• [Exercise materials]:

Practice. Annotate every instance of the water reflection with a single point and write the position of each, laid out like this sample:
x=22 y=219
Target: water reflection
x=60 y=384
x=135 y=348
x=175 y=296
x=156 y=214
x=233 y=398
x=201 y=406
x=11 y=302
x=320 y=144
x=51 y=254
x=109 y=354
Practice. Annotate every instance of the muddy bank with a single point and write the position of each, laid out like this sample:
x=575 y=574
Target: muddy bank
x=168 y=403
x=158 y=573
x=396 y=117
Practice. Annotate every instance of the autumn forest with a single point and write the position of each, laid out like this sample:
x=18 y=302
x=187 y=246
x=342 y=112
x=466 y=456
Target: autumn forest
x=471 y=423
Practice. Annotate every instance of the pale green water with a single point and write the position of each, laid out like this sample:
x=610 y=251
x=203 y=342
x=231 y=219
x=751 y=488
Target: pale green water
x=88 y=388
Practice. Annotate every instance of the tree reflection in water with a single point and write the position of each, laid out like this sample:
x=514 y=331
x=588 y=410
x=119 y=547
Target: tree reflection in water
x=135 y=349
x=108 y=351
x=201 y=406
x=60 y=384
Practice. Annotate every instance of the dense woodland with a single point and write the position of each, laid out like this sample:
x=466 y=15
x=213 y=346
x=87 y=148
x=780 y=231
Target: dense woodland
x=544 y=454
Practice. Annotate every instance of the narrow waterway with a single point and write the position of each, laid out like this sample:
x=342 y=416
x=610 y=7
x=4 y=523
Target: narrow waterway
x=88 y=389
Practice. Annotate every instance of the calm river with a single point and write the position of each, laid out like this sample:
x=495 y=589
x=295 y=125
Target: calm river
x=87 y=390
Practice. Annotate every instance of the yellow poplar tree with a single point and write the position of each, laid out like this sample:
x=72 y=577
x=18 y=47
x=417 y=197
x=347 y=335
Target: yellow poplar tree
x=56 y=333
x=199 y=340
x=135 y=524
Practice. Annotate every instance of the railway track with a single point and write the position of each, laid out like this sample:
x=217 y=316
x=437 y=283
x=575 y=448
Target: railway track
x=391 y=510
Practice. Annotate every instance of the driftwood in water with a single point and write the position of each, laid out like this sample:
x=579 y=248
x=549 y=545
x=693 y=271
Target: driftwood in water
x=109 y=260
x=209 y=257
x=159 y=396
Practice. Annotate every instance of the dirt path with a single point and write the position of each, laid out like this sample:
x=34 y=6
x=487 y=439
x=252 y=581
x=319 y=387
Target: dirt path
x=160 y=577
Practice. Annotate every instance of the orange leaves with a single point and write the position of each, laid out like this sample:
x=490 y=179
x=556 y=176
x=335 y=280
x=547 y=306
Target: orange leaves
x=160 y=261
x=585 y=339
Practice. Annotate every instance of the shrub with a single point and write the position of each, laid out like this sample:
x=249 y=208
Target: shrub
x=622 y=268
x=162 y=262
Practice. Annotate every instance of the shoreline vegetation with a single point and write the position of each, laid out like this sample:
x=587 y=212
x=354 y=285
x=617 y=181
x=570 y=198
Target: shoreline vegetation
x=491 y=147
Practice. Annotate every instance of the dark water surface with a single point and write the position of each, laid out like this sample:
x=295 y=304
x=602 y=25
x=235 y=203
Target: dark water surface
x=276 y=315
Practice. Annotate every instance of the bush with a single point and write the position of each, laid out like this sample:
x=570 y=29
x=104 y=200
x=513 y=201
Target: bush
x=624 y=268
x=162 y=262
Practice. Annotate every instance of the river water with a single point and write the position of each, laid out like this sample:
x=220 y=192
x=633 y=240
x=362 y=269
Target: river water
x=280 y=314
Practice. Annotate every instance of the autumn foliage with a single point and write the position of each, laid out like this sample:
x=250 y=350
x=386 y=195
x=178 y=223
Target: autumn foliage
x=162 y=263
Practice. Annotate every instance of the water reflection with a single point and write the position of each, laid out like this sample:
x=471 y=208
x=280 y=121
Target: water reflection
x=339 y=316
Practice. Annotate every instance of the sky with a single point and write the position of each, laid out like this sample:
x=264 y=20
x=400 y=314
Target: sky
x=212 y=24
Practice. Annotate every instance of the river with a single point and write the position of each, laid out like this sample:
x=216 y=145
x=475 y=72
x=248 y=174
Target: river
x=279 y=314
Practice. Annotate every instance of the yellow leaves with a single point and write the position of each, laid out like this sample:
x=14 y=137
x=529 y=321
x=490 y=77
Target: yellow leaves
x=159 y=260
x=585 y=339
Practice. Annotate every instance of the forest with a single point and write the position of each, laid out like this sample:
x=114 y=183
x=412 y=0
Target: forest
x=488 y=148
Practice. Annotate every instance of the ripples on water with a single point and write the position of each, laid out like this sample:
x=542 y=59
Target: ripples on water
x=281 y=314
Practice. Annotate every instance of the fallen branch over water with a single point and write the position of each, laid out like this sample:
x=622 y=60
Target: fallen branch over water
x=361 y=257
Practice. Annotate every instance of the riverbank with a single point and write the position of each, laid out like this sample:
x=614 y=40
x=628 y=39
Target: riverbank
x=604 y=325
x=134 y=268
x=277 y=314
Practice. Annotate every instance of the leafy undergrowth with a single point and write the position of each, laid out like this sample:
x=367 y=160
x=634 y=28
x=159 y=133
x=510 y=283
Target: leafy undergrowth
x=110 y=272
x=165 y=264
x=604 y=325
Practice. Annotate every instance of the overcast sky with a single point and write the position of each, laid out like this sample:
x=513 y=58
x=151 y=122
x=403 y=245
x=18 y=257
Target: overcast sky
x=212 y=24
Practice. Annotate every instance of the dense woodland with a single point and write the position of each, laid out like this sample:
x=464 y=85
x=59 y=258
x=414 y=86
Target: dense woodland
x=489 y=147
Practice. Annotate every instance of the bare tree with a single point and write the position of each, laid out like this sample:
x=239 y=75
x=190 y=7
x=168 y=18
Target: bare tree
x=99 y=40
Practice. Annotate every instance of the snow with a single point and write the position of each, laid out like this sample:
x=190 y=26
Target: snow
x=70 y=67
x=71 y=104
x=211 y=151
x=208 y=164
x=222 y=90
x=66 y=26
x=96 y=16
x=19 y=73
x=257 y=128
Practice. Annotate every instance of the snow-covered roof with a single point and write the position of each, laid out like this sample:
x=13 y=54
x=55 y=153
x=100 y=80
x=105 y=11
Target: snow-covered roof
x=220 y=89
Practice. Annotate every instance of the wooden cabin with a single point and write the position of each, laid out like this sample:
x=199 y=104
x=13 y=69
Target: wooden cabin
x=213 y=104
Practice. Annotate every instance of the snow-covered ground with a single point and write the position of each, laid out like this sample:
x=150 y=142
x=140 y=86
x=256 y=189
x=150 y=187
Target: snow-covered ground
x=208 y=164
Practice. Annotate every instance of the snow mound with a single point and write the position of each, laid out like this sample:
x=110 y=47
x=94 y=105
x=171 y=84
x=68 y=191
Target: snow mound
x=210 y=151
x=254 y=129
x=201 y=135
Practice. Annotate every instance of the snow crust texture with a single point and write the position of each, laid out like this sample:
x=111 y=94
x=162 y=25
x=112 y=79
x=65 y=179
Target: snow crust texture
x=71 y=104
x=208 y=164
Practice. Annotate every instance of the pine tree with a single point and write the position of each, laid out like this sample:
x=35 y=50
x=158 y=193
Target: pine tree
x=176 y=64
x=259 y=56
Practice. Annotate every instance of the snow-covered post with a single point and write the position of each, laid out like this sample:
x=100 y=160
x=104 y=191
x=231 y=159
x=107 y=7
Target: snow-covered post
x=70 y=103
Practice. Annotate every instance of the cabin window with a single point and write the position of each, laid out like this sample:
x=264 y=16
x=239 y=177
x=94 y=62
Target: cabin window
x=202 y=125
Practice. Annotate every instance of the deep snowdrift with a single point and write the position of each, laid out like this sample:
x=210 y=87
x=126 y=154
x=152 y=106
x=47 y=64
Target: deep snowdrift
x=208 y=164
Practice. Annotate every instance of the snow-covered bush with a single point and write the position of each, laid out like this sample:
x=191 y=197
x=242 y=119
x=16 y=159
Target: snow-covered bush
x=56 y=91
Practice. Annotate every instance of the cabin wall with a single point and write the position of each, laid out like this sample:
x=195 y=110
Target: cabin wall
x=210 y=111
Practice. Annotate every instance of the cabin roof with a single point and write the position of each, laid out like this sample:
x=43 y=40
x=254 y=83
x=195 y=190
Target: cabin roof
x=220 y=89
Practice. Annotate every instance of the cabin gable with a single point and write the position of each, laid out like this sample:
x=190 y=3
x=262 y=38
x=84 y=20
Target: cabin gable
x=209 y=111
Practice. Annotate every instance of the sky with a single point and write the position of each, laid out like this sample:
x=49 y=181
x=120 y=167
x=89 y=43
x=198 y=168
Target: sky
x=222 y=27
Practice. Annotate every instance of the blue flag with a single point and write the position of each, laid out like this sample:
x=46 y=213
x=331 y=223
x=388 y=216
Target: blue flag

• [Task to carry out]: For this exercise, please output exactly the lines above starting at the line with "Target: snow crust texture" and ending at the line with "x=231 y=159", ends included.

• [Result of the task]:
Target: snow crust texture
x=71 y=104
x=208 y=164
Practice. Annotate every instance of the pine tree with a single point and write the position of each, laid out like this sample:
x=35 y=50
x=158 y=193
Target: pine tree
x=176 y=64
x=259 y=56
Practice. Annotate every instance of the snow-covered post with a single point and write the position of each, laid out like this sample:
x=100 y=160
x=104 y=191
x=231 y=159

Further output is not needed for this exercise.